(Saved entries)
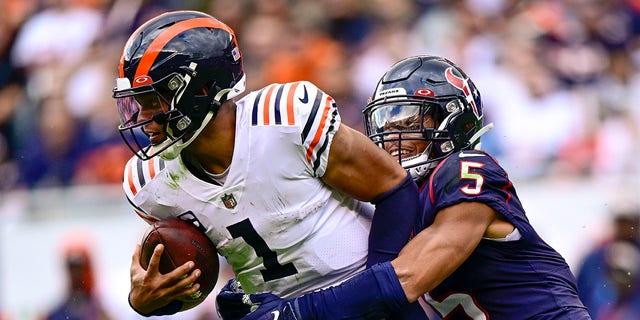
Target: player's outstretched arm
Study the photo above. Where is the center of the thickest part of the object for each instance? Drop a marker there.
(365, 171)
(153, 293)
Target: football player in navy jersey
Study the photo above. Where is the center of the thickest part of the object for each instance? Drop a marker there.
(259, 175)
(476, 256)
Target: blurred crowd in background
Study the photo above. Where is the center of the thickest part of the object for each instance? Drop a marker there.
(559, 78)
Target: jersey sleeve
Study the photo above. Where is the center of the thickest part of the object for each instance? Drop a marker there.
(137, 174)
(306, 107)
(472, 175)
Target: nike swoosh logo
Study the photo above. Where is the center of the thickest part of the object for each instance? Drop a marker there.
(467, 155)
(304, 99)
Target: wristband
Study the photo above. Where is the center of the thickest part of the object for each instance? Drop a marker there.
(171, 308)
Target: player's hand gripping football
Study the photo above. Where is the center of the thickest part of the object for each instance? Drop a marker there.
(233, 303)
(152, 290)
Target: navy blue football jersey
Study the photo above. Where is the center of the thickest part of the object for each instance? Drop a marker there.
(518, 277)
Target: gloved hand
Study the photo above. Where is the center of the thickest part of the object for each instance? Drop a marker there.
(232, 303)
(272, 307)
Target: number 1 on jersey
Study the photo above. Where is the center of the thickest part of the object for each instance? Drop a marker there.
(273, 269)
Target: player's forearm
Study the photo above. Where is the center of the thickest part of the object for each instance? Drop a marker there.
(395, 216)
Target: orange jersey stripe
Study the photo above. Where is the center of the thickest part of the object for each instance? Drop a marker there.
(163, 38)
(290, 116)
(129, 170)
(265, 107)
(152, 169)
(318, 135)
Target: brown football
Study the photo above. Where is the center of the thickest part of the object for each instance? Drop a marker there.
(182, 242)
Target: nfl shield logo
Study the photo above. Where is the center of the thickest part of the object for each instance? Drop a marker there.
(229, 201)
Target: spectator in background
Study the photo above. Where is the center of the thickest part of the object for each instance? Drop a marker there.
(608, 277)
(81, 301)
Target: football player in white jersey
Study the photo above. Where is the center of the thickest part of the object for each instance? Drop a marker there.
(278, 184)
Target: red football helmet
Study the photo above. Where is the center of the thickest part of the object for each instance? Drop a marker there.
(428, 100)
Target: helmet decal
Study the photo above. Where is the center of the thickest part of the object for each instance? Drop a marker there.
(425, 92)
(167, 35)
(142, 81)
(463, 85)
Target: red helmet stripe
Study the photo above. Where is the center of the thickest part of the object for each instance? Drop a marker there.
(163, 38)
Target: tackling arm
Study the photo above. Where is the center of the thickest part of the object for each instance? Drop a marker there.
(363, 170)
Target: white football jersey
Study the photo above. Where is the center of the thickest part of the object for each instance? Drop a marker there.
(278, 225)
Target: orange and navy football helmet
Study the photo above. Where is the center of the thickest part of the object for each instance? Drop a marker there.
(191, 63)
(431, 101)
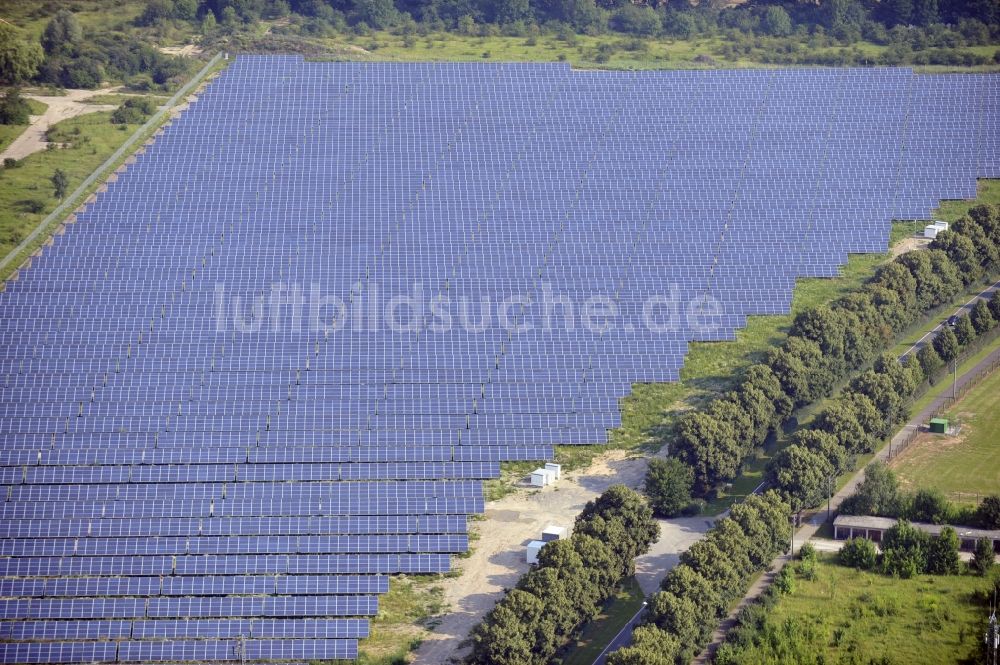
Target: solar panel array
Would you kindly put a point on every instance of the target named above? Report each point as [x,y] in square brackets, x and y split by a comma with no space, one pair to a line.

[Description of the task] Give back precisely the lines above that start at the line containing "Target: helmet decal" and end at the line containing "Target: red helmet stripe", inclusive. No other lines belong in the output.

[Solution to the exercise]
Target: helmet decal
Study the photo above. Where is the center of the thickest part of the object for each instance? Drop a marker there.
(425, 92)
(167, 35)
(142, 81)
(463, 85)
Target: red helmet stripe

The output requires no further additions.